## [Exercise prompt]
Repeat exactly, and only, the lines running from the one that holds "Task: pick out one point on every instance of the tiled" to the end of the records.

## [Exercise data]
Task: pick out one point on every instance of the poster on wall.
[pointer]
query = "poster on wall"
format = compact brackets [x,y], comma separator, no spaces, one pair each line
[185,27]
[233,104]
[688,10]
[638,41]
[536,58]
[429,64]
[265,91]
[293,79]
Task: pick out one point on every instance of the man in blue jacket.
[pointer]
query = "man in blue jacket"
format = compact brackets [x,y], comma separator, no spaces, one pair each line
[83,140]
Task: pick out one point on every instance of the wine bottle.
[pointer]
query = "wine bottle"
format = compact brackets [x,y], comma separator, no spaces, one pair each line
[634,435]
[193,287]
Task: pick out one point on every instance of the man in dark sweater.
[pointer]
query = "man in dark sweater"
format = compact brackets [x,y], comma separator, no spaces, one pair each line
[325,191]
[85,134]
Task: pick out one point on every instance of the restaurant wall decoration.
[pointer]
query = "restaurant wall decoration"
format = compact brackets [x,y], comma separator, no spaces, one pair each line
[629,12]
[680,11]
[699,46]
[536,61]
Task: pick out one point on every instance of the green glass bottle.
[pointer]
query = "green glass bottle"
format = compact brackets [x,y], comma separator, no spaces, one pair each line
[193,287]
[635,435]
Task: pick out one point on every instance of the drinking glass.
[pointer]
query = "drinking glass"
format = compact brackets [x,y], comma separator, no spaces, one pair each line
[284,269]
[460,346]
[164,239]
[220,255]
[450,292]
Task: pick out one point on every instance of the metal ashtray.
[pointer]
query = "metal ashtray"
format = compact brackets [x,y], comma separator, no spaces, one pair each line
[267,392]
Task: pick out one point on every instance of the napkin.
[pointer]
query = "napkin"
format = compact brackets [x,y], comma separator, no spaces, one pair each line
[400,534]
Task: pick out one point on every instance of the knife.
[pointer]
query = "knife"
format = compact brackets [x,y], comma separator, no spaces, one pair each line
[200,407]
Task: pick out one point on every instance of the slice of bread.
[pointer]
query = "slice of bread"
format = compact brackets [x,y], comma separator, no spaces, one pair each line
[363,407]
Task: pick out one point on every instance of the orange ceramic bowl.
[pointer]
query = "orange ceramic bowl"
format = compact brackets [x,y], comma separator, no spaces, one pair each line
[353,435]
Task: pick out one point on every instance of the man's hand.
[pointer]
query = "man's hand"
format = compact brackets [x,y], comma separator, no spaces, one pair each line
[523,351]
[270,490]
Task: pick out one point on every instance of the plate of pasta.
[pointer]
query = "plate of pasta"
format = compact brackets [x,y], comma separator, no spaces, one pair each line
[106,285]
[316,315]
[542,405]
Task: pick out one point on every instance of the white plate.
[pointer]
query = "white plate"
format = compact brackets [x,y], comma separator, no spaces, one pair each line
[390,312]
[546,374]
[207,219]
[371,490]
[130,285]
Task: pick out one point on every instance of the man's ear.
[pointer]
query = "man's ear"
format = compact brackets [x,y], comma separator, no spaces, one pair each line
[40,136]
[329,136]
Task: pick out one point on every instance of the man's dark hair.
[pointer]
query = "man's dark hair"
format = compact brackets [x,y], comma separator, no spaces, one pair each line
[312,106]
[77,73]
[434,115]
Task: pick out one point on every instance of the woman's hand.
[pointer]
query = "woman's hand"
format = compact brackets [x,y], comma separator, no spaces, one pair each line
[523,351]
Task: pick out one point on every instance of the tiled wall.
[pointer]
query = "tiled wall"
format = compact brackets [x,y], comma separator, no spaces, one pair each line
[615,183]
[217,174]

## [Result]
Task: pick out one point on every instance of the tiled wall.
[pointer]
query = "tiled wall"
format = compact brackets [x,y], comma separator, no spaces, one pair each line
[615,183]
[217,174]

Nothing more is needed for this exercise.